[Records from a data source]
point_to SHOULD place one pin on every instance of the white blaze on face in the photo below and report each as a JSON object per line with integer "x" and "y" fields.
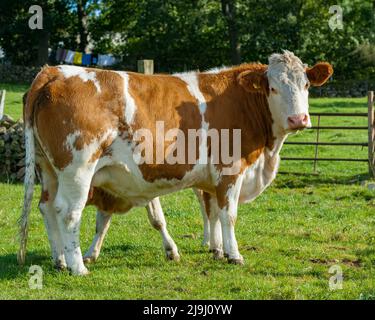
{"x": 288, "y": 86}
{"x": 82, "y": 73}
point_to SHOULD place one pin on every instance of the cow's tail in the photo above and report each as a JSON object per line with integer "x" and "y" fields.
{"x": 29, "y": 187}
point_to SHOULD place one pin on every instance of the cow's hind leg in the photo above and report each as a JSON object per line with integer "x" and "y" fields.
{"x": 216, "y": 241}
{"x": 204, "y": 212}
{"x": 47, "y": 209}
{"x": 157, "y": 220}
{"x": 72, "y": 193}
{"x": 103, "y": 221}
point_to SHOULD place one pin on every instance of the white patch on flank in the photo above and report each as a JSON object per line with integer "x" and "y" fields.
{"x": 216, "y": 70}
{"x": 261, "y": 173}
{"x": 82, "y": 73}
{"x": 191, "y": 79}
{"x": 130, "y": 107}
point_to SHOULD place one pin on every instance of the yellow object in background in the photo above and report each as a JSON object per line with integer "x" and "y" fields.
{"x": 77, "y": 58}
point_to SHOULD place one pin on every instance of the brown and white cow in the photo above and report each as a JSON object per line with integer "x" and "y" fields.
{"x": 80, "y": 131}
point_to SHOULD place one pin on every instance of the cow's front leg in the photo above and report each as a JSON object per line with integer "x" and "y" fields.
{"x": 216, "y": 241}
{"x": 157, "y": 220}
{"x": 103, "y": 221}
{"x": 70, "y": 201}
{"x": 228, "y": 192}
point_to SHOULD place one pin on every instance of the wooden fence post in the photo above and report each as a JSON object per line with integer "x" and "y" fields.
{"x": 2, "y": 103}
{"x": 371, "y": 134}
{"x": 146, "y": 66}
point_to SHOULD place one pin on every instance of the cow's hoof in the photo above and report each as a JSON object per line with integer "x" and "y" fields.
{"x": 238, "y": 261}
{"x": 172, "y": 255}
{"x": 59, "y": 266}
{"x": 205, "y": 243}
{"x": 89, "y": 259}
{"x": 217, "y": 254}
{"x": 82, "y": 272}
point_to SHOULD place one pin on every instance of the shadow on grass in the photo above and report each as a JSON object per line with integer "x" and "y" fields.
{"x": 14, "y": 87}
{"x": 10, "y": 269}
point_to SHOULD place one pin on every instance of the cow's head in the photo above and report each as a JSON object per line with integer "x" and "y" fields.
{"x": 286, "y": 83}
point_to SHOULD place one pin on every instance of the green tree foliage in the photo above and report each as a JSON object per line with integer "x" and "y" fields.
{"x": 200, "y": 34}
{"x": 23, "y": 45}
{"x": 180, "y": 34}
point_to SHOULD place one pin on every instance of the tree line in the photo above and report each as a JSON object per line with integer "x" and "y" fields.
{"x": 195, "y": 34}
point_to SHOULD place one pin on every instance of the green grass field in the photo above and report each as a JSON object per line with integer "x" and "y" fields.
{"x": 290, "y": 236}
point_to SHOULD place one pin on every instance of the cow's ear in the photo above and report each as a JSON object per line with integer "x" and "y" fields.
{"x": 254, "y": 81}
{"x": 319, "y": 74}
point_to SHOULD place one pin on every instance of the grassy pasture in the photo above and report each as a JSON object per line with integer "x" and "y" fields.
{"x": 290, "y": 236}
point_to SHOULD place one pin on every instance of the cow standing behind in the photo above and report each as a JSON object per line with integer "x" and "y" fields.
{"x": 83, "y": 122}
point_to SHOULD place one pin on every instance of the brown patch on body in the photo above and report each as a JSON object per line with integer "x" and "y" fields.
{"x": 63, "y": 106}
{"x": 164, "y": 98}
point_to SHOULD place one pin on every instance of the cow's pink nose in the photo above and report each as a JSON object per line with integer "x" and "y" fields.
{"x": 298, "y": 121}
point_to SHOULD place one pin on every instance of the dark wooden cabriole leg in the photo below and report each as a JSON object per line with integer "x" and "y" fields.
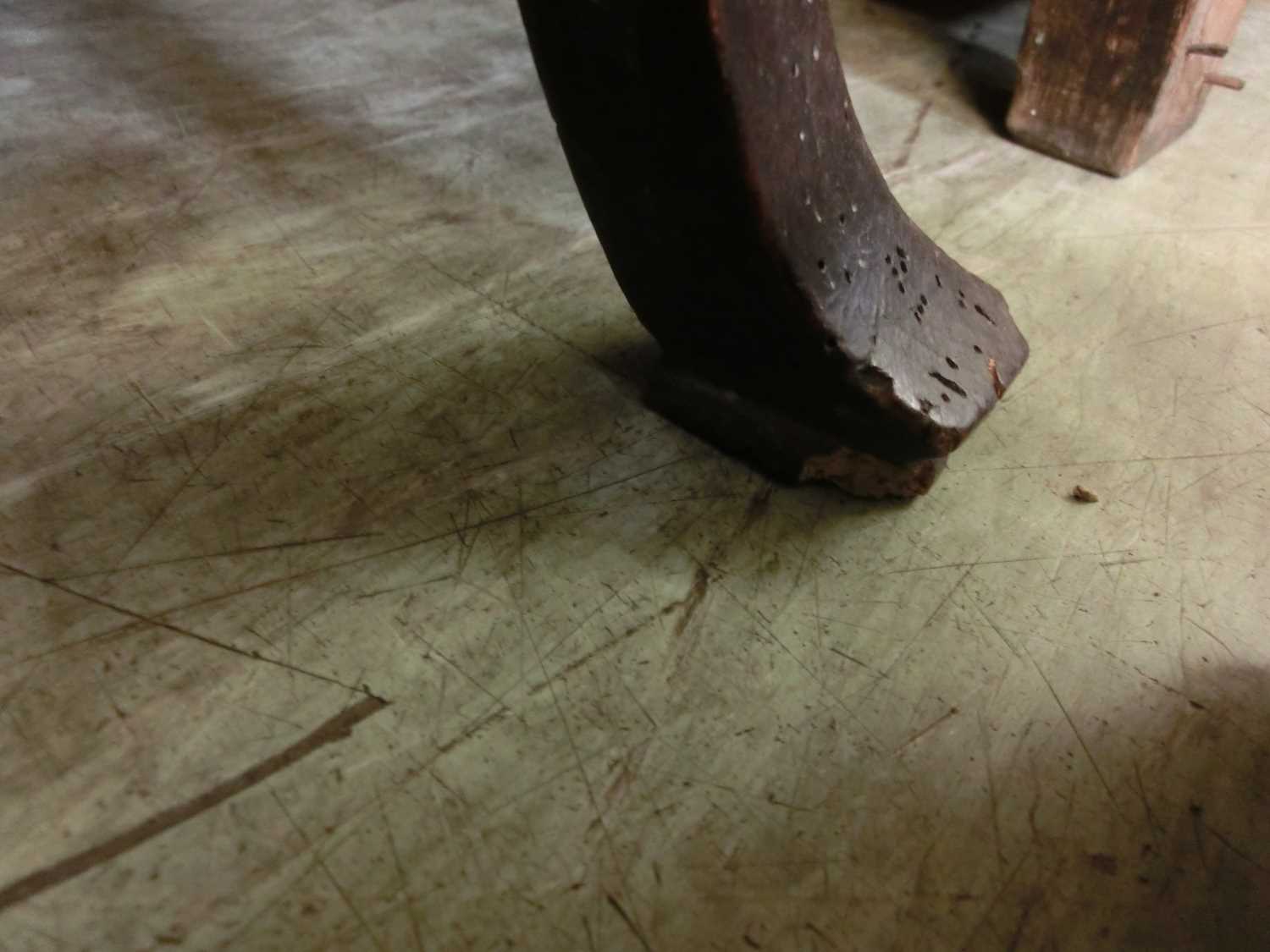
{"x": 807, "y": 322}
{"x": 1109, "y": 85}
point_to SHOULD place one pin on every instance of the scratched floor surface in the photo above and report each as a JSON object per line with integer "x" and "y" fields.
{"x": 351, "y": 598}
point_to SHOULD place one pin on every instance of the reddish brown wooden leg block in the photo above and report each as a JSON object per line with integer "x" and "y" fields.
{"x": 1107, "y": 85}
{"x": 810, "y": 325}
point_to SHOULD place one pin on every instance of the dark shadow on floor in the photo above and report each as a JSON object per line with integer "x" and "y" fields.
{"x": 983, "y": 38}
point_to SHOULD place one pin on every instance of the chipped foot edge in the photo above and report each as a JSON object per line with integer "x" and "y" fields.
{"x": 780, "y": 446}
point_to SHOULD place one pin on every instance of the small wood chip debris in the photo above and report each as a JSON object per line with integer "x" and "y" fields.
{"x": 1085, "y": 495}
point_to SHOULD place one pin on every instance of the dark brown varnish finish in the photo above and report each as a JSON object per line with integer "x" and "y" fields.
{"x": 1107, "y": 85}
{"x": 744, "y": 217}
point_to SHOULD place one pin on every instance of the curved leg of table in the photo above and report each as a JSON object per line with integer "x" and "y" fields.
{"x": 807, "y": 322}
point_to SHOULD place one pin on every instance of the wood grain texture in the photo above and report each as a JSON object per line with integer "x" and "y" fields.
{"x": 317, "y": 381}
{"x": 744, "y": 216}
{"x": 1107, "y": 85}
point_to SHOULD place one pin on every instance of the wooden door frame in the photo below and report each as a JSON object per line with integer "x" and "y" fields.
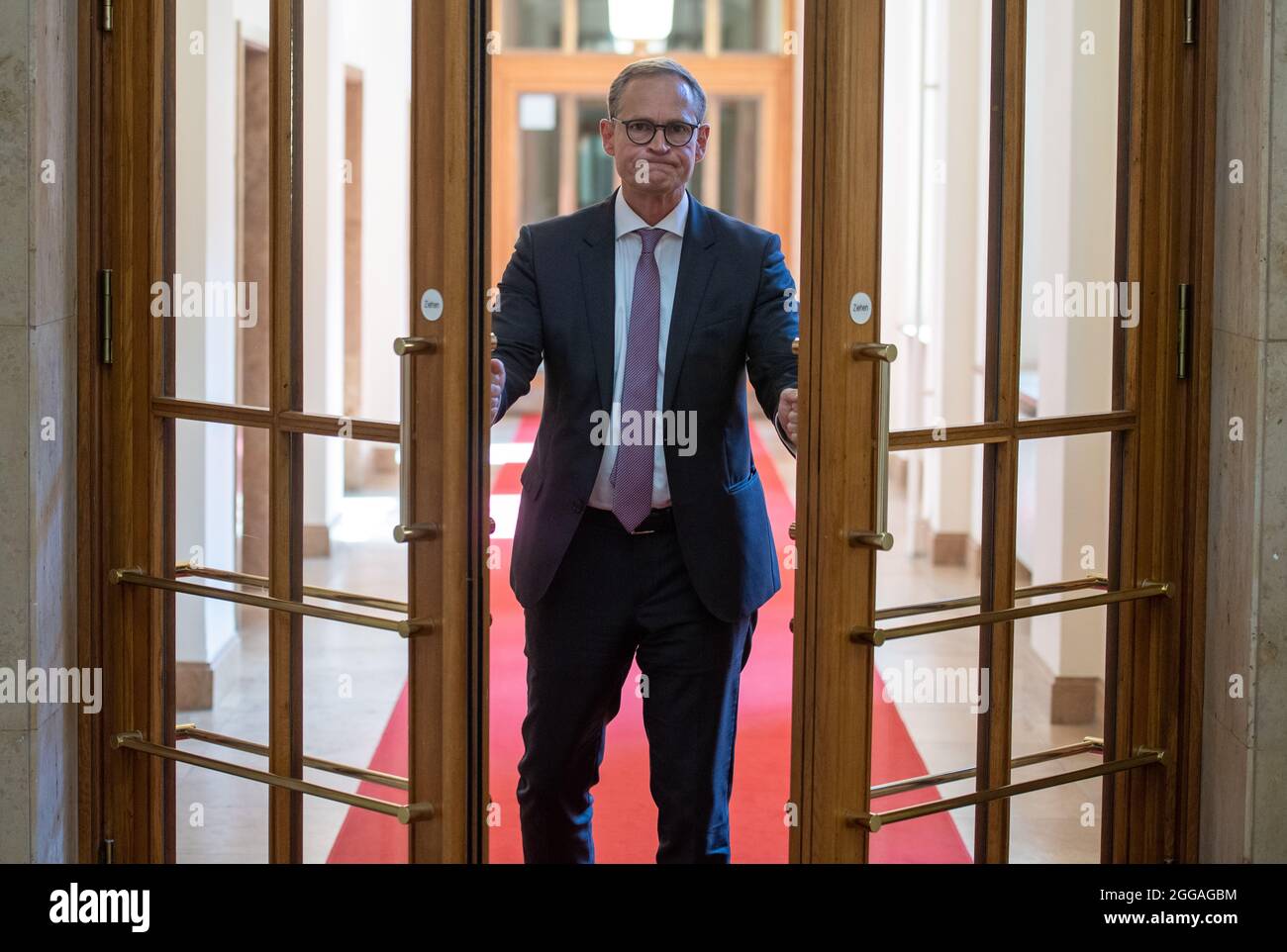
{"x": 1153, "y": 693}
{"x": 128, "y": 412}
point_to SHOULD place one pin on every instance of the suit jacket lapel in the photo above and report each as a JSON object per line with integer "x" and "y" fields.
{"x": 696, "y": 261}
{"x": 599, "y": 290}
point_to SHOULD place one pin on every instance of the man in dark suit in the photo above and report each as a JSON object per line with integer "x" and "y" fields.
{"x": 643, "y": 527}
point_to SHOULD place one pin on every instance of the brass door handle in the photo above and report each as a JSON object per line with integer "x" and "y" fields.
{"x": 404, "y": 531}
{"x": 880, "y": 538}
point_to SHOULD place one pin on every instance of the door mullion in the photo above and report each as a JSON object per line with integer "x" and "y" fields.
{"x": 1002, "y": 386}
{"x": 286, "y": 475}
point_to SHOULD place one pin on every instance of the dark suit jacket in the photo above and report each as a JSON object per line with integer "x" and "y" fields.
{"x": 734, "y": 316}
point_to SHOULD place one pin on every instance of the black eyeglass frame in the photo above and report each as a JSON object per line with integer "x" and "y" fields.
{"x": 663, "y": 127}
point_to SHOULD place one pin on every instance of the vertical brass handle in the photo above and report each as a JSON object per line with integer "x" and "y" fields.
{"x": 880, "y": 538}
{"x": 404, "y": 531}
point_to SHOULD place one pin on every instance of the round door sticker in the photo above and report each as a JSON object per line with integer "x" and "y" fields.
{"x": 860, "y": 308}
{"x": 432, "y": 304}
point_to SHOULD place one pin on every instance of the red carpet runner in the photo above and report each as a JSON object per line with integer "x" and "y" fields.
{"x": 625, "y": 813}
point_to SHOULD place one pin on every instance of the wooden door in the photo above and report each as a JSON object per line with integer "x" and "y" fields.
{"x": 1146, "y": 416}
{"x": 138, "y": 391}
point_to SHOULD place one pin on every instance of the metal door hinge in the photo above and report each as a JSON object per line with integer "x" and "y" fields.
{"x": 104, "y": 310}
{"x": 1182, "y": 333}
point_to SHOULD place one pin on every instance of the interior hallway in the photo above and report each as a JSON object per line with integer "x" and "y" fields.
{"x": 355, "y": 712}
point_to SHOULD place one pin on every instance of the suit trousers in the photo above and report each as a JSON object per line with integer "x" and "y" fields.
{"x": 619, "y": 596}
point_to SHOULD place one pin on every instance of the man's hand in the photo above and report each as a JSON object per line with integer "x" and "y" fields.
{"x": 788, "y": 416}
{"x": 497, "y": 386}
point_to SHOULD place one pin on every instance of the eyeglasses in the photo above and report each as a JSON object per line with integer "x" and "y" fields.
{"x": 643, "y": 132}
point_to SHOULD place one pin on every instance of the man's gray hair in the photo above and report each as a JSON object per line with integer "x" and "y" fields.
{"x": 656, "y": 65}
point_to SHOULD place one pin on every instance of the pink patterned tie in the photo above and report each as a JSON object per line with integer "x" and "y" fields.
{"x": 632, "y": 472}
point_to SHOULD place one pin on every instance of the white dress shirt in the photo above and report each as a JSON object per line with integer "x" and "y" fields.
{"x": 667, "y": 253}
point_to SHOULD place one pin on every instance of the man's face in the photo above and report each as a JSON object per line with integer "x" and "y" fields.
{"x": 657, "y": 167}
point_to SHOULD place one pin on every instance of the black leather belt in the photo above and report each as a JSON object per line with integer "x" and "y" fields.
{"x": 656, "y": 522}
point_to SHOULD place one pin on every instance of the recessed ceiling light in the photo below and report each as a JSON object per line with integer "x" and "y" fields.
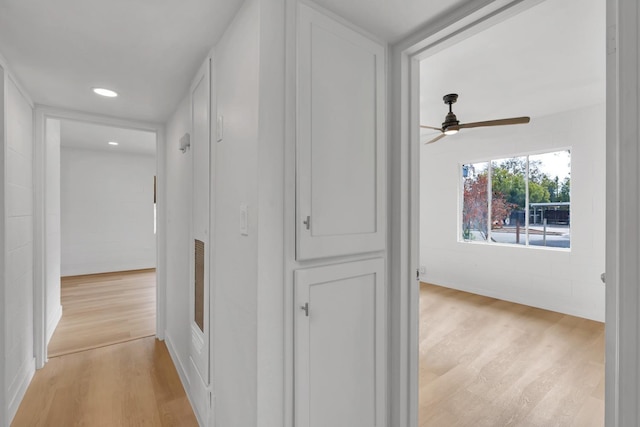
{"x": 105, "y": 92}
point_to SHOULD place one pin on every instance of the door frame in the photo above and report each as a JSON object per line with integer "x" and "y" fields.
{"x": 42, "y": 113}
{"x": 622, "y": 372}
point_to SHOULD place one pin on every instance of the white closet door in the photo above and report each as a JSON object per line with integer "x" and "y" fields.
{"x": 340, "y": 345}
{"x": 340, "y": 141}
{"x": 200, "y": 288}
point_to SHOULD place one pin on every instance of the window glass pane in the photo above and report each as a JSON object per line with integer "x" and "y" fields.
{"x": 475, "y": 203}
{"x": 550, "y": 199}
{"x": 508, "y": 200}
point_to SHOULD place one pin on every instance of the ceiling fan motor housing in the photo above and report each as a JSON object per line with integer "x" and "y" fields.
{"x": 451, "y": 119}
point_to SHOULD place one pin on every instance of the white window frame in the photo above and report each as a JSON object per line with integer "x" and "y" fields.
{"x": 489, "y": 163}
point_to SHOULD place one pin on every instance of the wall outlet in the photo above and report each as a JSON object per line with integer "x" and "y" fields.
{"x": 244, "y": 219}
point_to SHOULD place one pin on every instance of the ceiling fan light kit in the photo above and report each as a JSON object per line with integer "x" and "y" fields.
{"x": 452, "y": 125}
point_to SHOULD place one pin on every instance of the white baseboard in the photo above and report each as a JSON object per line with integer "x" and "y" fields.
{"x": 182, "y": 372}
{"x": 52, "y": 322}
{"x": 19, "y": 385}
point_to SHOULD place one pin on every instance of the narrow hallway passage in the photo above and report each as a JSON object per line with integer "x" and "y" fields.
{"x": 105, "y": 309}
{"x": 128, "y": 384}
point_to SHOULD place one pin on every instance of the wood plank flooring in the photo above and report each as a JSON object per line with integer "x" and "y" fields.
{"x": 487, "y": 362}
{"x": 104, "y": 309}
{"x": 128, "y": 384}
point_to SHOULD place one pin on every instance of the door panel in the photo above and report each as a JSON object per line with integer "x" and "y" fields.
{"x": 340, "y": 141}
{"x": 200, "y": 289}
{"x": 339, "y": 346}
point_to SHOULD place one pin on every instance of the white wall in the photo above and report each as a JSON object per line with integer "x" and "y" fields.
{"x": 564, "y": 281}
{"x": 178, "y": 216}
{"x": 235, "y": 275}
{"x": 52, "y": 226}
{"x": 18, "y": 310}
{"x": 106, "y": 210}
{"x": 247, "y": 271}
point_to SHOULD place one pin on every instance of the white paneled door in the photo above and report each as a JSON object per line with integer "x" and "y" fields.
{"x": 340, "y": 140}
{"x": 340, "y": 345}
{"x": 199, "y": 301}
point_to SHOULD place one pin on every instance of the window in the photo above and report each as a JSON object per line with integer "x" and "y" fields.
{"x": 521, "y": 200}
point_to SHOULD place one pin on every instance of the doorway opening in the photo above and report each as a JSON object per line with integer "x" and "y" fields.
{"x": 100, "y": 235}
{"x": 511, "y": 303}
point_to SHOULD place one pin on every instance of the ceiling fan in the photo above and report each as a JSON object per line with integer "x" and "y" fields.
{"x": 451, "y": 125}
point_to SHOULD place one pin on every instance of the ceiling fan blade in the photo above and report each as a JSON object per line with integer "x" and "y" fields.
{"x": 437, "y": 138}
{"x": 430, "y": 127}
{"x": 501, "y": 122}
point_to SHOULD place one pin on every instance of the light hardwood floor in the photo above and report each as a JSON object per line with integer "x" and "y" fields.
{"x": 104, "y": 309}
{"x": 487, "y": 362}
{"x": 129, "y": 384}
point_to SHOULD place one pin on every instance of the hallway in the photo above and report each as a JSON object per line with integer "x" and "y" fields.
{"x": 105, "y": 309}
{"x": 129, "y": 384}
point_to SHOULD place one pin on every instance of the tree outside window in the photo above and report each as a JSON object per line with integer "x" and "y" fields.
{"x": 529, "y": 202}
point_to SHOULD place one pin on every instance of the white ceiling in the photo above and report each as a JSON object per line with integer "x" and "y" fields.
{"x": 91, "y": 136}
{"x": 147, "y": 50}
{"x": 393, "y": 20}
{"x": 547, "y": 59}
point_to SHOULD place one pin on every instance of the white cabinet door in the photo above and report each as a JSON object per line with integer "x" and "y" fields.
{"x": 340, "y": 139}
{"x": 199, "y": 290}
{"x": 340, "y": 345}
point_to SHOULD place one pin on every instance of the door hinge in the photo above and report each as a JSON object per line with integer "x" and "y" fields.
{"x": 305, "y": 308}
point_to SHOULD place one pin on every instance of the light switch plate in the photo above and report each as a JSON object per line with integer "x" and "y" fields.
{"x": 244, "y": 219}
{"x": 220, "y": 129}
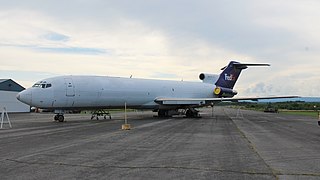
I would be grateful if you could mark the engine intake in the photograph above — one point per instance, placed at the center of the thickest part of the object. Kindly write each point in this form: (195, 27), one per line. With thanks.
(208, 78)
(224, 92)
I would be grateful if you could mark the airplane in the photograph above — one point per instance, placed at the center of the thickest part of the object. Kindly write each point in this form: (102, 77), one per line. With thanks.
(166, 97)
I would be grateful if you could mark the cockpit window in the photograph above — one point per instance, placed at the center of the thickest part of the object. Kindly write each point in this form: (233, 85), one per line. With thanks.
(48, 85)
(42, 84)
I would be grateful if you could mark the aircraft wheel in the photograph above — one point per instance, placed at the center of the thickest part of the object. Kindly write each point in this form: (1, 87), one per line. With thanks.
(60, 118)
(162, 113)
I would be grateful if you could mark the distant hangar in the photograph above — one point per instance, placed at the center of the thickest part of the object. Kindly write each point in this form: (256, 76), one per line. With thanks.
(8, 92)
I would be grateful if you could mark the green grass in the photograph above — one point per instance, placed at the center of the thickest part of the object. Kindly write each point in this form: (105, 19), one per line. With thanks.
(301, 113)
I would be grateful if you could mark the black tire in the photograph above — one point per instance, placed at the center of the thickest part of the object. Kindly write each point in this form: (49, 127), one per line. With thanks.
(60, 118)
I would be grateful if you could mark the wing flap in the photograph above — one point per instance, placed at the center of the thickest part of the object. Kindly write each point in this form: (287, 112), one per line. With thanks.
(208, 101)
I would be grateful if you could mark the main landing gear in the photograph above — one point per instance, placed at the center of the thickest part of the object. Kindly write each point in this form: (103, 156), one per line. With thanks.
(59, 117)
(189, 113)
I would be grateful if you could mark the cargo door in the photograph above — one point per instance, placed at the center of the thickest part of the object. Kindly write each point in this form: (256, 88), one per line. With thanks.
(69, 87)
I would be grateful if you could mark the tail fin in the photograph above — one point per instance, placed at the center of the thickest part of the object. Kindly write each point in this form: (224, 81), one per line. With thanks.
(230, 73)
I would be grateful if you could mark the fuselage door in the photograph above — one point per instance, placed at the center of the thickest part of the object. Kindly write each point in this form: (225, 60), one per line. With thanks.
(69, 87)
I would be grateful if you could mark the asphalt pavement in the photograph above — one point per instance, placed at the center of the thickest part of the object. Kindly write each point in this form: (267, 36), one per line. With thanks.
(226, 144)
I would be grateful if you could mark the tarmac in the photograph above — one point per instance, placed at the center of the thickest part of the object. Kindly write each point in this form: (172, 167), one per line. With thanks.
(224, 144)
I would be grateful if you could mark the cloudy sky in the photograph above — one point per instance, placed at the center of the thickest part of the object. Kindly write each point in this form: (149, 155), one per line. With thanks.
(161, 39)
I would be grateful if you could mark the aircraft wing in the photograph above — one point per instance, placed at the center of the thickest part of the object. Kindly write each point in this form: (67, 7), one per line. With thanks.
(209, 101)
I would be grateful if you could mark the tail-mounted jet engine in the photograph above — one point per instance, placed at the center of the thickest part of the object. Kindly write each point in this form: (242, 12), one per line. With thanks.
(224, 92)
(208, 78)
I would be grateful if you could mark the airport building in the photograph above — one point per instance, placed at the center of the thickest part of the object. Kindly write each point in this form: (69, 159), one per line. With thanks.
(8, 92)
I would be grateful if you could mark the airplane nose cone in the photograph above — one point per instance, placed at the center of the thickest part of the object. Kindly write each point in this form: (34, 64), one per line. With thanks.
(25, 96)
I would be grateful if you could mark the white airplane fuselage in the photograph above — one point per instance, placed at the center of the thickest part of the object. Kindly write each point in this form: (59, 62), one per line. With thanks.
(92, 92)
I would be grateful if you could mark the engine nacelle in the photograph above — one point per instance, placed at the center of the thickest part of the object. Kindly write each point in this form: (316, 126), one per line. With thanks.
(208, 78)
(224, 92)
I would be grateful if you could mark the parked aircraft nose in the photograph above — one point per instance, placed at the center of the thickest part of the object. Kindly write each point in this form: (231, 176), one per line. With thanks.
(25, 97)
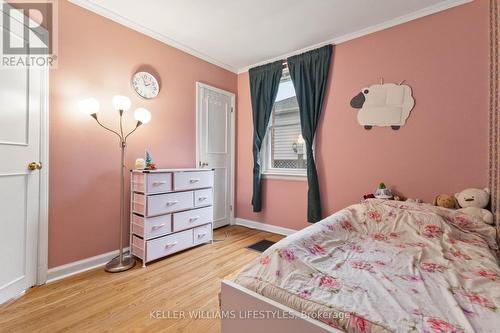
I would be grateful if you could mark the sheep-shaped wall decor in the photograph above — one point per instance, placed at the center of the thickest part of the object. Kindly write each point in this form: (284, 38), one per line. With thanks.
(382, 104)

# Your task
Take the line with "I would be grateful if you could mark the engine nacelle" and every line after it through the end of the data, and write only them out exactly, leaving out the pictures.

# Written answer
I would be grateful if you could mark the engine nacelle in the photograph above — one point per instance, placed at the center of the thickest part of the object. Kindly write each point in this form: (316, 126), one per line. With thanks.
(208, 78)
(224, 92)
I would be grateful if you could mark the parked aircraft nose in the photograph above — one point per instance, placed at the center of the thickest part of the object. Kindly write each point in this form: (231, 176), one per line. With thanks.
(25, 97)
I would be grateful if you could mark the sheep-shaped wall decor in the photograph above — one point per instance, placed at the center of the thickest part of the object. Kindly write each point in this form: (284, 38), one per line. With thanks.
(382, 104)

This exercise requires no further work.